- EXERCISE AIM -
The entries that follow include a run beginning at the line with "red circular logo" and ending at the line with "Target: basket handle"; restate that run word for word and leave the rest out.

- GIVEN RECORDS -
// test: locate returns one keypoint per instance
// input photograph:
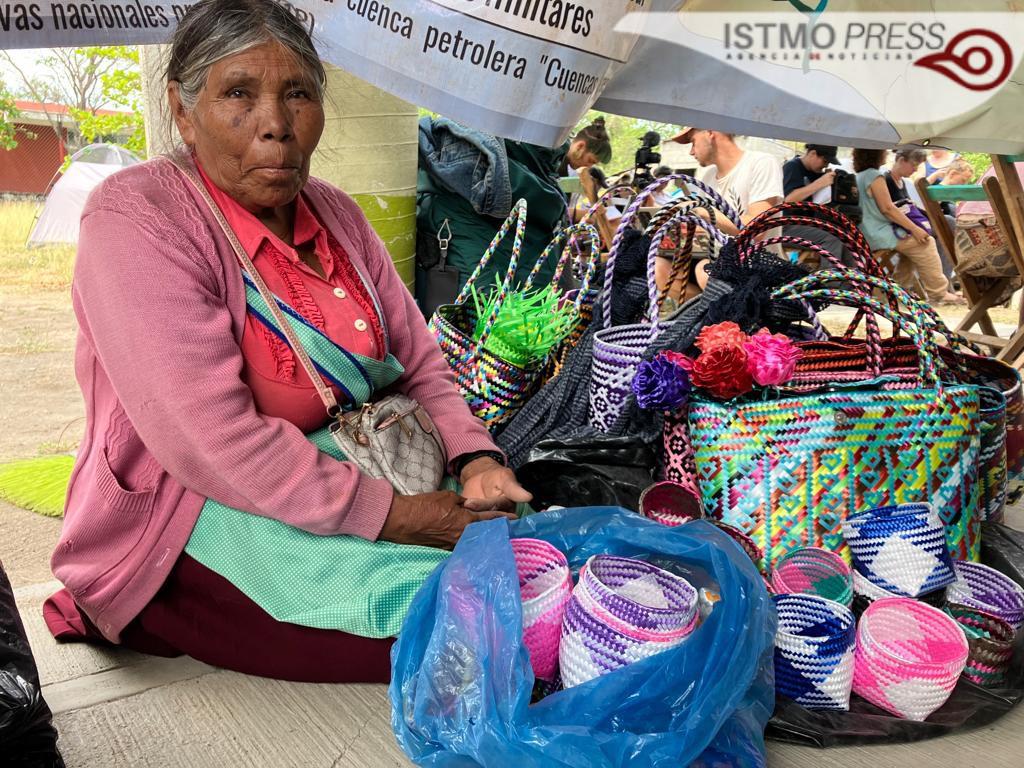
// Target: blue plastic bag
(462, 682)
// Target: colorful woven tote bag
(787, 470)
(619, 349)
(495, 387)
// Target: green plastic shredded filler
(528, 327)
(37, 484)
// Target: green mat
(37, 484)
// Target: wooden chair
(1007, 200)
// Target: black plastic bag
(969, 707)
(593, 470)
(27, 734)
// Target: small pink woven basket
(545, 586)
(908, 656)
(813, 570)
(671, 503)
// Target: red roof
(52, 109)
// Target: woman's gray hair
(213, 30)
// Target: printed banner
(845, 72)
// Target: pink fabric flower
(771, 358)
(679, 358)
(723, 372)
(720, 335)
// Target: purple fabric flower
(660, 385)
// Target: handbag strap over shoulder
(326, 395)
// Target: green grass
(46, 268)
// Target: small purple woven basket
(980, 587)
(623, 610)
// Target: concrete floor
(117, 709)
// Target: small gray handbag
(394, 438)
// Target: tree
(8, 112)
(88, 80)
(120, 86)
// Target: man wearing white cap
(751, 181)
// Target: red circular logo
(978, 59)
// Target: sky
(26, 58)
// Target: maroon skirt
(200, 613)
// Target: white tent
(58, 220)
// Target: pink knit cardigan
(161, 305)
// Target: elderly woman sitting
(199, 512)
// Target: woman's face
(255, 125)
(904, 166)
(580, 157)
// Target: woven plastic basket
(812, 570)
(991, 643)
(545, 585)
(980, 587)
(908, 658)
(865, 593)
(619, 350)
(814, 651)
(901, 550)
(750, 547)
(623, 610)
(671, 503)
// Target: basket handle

---

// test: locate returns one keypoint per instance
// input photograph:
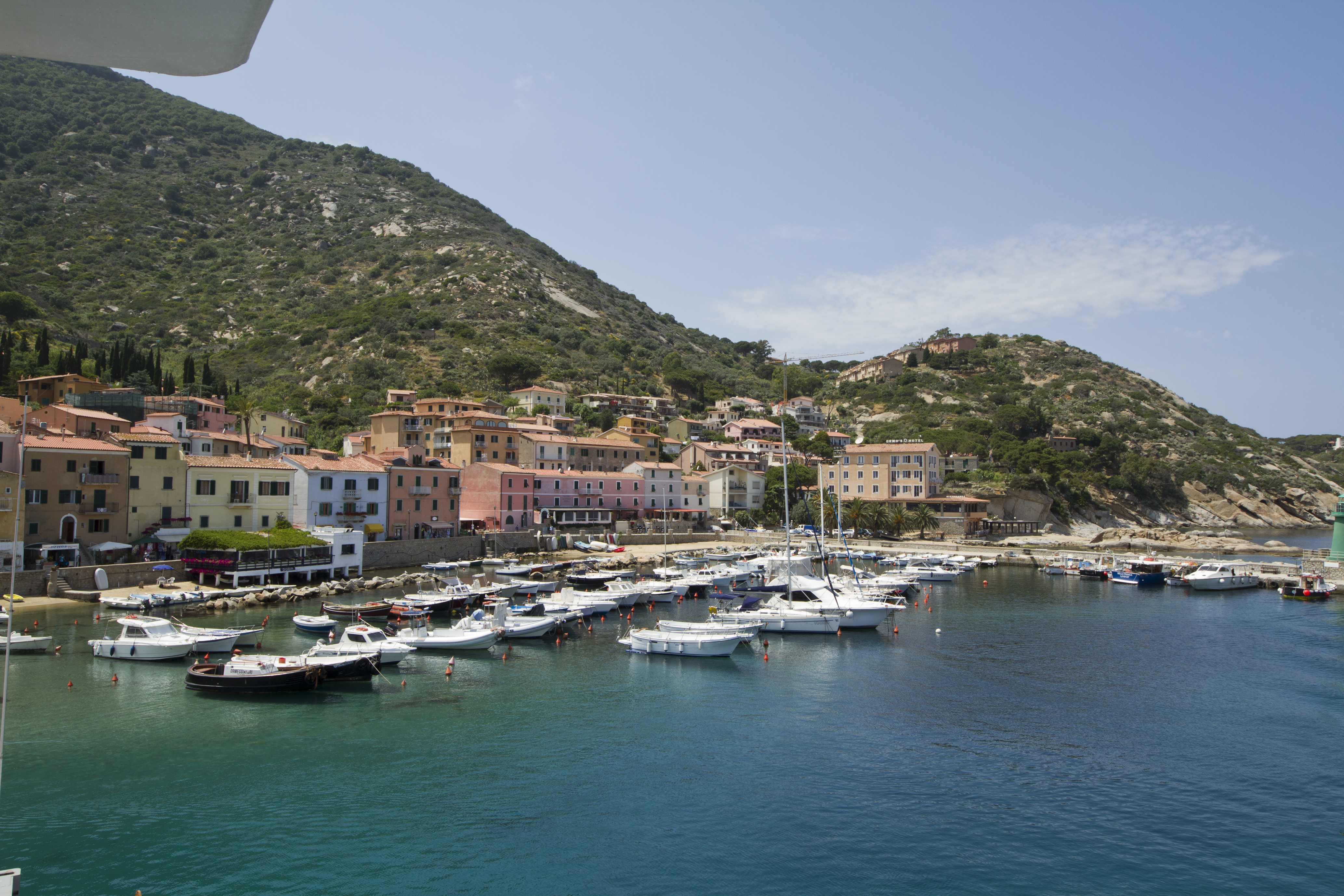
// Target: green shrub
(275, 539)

- ANSWER SECTION -
// Target: red circular logo
(978, 59)
// Target: sky
(26, 58)
// Target: maroon skirt
(200, 613)
// Target: white tent
(58, 220)
// Target: pink knit cardigan
(161, 305)
// Target: elderly woman sitting
(199, 512)
// Target: woman's face
(255, 125)
(904, 166)
(580, 157)
// Target: woven plastic basket
(812, 570)
(991, 643)
(545, 585)
(980, 587)
(908, 658)
(865, 593)
(619, 350)
(814, 651)
(901, 550)
(750, 547)
(623, 610)
(671, 503)
// Target: basket handle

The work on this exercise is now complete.